**PROBLEM TO WORK ON**
Set down verbatim the lines of the records below, from the line containing "task: segment the deciduous tree" through the line containing "M 102 134 L", both lines included.

::: SUPPLIED MATERIAL :::

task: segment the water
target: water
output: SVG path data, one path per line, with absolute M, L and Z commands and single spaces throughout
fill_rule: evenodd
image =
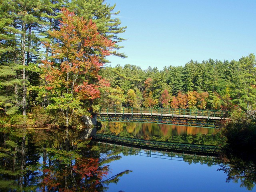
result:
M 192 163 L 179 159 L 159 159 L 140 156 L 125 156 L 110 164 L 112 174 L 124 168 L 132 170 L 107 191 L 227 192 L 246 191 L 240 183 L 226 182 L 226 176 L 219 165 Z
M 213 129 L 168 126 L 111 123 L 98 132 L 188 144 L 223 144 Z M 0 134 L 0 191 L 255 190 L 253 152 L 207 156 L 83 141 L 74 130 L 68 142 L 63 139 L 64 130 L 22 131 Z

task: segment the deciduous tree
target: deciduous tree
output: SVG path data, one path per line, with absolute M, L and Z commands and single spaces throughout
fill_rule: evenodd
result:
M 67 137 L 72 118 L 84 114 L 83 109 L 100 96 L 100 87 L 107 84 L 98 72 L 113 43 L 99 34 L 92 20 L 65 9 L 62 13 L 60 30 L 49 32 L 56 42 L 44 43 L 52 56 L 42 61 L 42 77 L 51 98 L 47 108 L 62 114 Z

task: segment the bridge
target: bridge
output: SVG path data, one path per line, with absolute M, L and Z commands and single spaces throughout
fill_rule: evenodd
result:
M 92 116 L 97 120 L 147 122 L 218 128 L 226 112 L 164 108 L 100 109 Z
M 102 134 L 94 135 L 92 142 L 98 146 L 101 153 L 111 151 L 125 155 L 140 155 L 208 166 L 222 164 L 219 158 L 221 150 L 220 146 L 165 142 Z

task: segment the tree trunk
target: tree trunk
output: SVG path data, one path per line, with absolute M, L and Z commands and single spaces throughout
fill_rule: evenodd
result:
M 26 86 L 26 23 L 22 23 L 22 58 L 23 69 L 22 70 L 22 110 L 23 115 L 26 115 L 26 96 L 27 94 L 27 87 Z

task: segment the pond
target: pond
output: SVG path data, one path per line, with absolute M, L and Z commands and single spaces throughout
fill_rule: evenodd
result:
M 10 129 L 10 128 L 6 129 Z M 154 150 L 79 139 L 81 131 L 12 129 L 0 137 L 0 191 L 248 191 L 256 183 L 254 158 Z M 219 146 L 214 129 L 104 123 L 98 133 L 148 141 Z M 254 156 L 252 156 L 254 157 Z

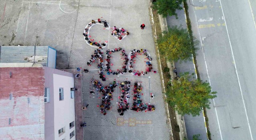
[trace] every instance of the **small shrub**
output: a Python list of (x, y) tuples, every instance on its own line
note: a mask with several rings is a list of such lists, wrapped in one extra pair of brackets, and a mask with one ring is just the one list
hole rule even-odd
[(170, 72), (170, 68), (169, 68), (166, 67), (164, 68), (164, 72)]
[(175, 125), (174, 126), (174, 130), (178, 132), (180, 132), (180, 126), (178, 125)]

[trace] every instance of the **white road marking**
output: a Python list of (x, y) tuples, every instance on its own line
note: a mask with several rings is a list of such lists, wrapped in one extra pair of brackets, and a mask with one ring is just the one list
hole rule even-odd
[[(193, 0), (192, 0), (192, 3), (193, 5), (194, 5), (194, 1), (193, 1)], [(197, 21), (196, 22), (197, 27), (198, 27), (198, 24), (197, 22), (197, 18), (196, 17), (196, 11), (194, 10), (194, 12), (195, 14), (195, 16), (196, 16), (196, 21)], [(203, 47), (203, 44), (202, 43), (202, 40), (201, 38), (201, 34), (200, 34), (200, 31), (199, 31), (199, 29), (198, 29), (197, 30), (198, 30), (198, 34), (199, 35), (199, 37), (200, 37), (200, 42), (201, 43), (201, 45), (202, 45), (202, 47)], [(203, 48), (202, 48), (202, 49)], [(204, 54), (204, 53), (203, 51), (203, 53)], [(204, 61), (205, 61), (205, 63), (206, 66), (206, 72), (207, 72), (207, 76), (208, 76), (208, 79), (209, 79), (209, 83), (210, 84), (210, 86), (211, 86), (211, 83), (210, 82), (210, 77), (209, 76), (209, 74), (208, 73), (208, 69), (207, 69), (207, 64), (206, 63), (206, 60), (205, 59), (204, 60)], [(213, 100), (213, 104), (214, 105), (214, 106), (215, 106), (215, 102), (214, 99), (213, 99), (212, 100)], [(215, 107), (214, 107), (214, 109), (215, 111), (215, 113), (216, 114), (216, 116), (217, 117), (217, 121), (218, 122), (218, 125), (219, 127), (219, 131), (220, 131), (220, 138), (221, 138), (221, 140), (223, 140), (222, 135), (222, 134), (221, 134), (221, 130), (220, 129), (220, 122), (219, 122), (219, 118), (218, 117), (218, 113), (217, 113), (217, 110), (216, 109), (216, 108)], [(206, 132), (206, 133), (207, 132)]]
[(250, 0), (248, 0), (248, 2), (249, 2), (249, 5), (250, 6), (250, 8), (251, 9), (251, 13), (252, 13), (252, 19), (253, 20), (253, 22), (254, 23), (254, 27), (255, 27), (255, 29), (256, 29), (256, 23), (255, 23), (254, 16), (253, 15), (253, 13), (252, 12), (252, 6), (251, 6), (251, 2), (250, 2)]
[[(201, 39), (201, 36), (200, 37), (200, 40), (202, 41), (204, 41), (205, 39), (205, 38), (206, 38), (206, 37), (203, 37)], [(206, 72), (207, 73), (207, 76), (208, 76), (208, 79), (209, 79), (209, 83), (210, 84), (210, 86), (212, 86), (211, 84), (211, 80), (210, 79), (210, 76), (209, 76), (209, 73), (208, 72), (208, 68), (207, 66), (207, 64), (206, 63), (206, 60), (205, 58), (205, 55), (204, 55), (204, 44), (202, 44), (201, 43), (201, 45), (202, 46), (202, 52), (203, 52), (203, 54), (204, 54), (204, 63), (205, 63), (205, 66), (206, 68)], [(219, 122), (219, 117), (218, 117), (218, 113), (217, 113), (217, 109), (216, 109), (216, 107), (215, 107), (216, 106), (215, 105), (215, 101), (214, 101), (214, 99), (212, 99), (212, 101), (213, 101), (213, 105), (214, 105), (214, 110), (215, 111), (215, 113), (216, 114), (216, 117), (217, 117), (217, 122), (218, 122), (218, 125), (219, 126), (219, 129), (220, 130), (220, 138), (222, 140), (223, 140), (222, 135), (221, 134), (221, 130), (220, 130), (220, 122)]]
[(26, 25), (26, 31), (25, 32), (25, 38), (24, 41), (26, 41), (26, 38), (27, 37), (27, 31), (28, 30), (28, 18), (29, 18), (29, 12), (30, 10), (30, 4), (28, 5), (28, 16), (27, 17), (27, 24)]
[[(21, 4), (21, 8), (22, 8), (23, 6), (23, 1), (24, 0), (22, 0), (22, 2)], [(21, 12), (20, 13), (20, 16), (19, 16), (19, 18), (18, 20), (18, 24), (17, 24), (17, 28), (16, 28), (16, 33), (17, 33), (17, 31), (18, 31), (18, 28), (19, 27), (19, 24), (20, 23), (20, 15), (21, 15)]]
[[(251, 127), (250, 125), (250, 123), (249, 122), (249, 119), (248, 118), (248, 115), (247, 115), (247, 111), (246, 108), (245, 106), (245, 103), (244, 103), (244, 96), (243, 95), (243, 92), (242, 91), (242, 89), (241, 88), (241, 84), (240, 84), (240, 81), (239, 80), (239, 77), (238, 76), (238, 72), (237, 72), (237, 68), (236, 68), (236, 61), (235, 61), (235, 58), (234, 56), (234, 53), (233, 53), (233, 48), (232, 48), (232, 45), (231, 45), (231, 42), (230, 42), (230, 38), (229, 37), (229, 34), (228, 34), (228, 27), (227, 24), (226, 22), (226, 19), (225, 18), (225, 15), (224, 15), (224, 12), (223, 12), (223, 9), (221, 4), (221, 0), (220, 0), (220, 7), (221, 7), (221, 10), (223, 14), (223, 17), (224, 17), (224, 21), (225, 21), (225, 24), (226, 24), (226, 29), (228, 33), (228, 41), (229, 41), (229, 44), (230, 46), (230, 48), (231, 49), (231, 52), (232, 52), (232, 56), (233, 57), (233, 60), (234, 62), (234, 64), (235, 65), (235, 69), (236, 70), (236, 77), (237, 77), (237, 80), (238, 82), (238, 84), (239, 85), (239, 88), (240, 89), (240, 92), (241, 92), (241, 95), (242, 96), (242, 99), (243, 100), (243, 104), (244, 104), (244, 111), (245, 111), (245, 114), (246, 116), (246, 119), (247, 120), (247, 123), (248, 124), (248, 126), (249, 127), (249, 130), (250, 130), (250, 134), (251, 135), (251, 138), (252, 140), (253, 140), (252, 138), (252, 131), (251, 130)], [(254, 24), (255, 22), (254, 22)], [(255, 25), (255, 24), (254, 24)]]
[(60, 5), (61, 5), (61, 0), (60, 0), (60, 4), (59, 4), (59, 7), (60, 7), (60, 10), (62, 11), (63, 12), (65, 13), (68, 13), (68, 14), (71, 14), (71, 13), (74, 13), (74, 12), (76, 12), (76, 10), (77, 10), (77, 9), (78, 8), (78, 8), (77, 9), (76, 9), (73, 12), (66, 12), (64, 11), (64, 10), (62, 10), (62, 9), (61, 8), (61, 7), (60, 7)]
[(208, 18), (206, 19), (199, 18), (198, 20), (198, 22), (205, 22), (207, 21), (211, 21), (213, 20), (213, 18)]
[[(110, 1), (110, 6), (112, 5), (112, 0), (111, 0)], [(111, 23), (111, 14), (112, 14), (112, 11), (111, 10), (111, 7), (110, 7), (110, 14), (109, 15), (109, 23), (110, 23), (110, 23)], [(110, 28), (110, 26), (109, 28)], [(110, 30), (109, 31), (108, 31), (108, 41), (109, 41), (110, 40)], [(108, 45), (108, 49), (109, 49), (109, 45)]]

:::

**ANSWER FOR THIS EXERCISE**
task: segment the deciduous tree
target: deciduous tree
output: SVG path data, one path per line, with absolute M, L and Z commands and single spaces throughout
fill_rule: evenodd
result:
M 67 137 L 72 118 L 84 114 L 83 109 L 100 96 L 100 87 L 107 84 L 98 72 L 113 43 L 99 34 L 92 20 L 65 9 L 62 13 L 60 30 L 49 32 L 56 42 L 44 43 L 52 56 L 42 61 L 42 77 L 51 98 L 47 108 L 62 114 Z

task: segment the bridge
target: bridge
output: SVG path data, one path per line, with absolute M, L and Z commands and single spaces throughout
fill_rule: evenodd
result:
M 92 116 L 97 120 L 147 122 L 218 128 L 226 112 L 164 108 L 100 109 Z
M 102 134 L 94 135 L 92 142 L 98 146 L 101 153 L 111 151 L 125 155 L 140 155 L 208 166 L 222 164 L 219 158 L 221 150 L 220 146 L 165 142 Z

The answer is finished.